***** Texte de la page *****

Les fluides circulant sous terre altèrent progressivement les roches au fil du temps. Ces processus doivent être pris en compte lors de l'utilisation des roches comme archives climatiques. Le Dr Mathias Müller du groupe de recherche en Géologie des Sédiments et des Isotopes à l'Université de la Ruhr à Bochum, en Allemagne, ainsi que des collègues internationaux, ont détaillé quelles informations climatiques sont conservées dans des calcaires âgés de 380 millions d'années à Hagen-Hohenlimburg.

Qui plus est, ses analyses lui permettent de tirer des conclusions sur la capacité du rocher actuel à être utilisé pour une utilisation géothermique profonde. Les résultats de ses recherches ont été publiés dans le journal Geochimica et Cosmochimica Acta le 1er juillet 2024.

***** Extrait des données *****

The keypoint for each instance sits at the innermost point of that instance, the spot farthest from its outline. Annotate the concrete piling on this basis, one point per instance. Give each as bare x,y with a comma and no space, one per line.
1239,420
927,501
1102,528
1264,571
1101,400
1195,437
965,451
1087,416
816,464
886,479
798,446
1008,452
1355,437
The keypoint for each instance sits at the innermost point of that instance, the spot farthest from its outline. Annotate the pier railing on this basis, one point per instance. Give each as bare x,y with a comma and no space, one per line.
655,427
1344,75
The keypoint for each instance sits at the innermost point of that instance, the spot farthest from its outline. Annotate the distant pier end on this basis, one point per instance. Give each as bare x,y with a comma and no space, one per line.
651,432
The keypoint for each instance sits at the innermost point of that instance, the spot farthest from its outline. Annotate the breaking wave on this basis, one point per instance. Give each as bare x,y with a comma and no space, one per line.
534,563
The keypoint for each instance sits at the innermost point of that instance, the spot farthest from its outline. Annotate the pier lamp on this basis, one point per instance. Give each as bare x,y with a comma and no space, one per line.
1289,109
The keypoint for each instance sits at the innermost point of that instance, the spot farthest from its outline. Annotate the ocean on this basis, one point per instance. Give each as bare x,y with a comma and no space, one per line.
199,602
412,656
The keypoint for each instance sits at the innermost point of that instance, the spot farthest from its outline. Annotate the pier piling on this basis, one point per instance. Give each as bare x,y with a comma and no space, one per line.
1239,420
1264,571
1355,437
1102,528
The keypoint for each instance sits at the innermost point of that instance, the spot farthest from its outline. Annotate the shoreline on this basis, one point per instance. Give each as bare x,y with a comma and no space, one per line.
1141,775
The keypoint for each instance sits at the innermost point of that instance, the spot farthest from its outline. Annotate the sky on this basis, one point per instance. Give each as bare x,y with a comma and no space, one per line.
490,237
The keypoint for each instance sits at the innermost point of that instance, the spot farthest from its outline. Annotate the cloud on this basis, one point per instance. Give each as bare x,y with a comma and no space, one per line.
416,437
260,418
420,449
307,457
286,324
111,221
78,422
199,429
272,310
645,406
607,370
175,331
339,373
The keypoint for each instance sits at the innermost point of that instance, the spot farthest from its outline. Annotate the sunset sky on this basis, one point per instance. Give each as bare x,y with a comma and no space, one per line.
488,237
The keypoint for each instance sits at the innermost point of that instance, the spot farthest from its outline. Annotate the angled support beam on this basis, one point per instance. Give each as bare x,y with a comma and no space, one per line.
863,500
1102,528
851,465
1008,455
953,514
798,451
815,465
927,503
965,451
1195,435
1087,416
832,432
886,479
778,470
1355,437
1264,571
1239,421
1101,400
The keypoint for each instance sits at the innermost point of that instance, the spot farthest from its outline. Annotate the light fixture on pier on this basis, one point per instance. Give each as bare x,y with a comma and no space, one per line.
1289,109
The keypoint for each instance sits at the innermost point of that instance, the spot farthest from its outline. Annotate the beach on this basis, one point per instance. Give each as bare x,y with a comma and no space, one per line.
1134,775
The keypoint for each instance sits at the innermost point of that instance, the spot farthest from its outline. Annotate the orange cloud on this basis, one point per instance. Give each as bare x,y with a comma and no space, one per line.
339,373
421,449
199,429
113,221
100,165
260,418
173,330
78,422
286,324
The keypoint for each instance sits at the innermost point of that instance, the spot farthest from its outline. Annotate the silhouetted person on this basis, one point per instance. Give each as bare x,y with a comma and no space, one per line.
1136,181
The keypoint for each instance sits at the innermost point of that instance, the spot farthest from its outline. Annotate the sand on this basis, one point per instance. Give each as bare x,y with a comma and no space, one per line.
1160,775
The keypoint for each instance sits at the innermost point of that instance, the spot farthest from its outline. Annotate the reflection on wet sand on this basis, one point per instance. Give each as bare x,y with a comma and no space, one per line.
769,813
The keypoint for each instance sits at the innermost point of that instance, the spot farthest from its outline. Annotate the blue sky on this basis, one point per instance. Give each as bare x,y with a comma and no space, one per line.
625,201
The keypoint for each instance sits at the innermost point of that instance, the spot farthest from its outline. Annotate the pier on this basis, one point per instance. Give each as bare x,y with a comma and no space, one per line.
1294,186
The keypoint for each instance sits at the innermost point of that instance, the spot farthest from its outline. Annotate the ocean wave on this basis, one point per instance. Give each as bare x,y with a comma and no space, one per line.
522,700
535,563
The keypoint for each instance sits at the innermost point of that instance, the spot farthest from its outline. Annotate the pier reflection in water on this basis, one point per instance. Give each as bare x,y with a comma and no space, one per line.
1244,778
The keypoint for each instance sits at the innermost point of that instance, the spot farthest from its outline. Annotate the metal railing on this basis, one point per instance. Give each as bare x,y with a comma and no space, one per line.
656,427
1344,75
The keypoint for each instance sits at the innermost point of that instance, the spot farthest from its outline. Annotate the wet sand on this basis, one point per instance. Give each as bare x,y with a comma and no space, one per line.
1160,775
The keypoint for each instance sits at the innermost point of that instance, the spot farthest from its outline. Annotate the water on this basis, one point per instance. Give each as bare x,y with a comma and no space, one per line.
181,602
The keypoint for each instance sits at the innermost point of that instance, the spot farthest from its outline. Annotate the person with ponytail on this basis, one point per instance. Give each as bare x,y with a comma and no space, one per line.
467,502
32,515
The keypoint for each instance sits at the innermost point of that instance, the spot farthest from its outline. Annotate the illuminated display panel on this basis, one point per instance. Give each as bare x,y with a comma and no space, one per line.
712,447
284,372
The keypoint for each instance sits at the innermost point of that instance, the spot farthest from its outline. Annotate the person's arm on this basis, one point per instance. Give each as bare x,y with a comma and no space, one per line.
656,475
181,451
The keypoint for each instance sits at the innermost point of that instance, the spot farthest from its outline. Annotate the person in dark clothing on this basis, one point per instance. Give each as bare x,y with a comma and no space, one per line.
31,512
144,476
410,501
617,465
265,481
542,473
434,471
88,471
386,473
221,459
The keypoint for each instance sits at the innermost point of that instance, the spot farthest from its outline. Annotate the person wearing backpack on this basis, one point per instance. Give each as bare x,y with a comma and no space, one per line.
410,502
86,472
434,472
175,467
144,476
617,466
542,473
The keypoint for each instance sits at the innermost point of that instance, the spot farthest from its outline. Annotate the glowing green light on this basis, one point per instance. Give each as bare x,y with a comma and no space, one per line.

*****

- Objectif de l'exercice
D'après le texte de la page, quel âge ont les calcaires étudiés à Hagen-Hohenlimburg ? La liste n'est pas nécessaire pour répondre.

- Corrigé de l'exercice
Ils ont 380 millions d'années.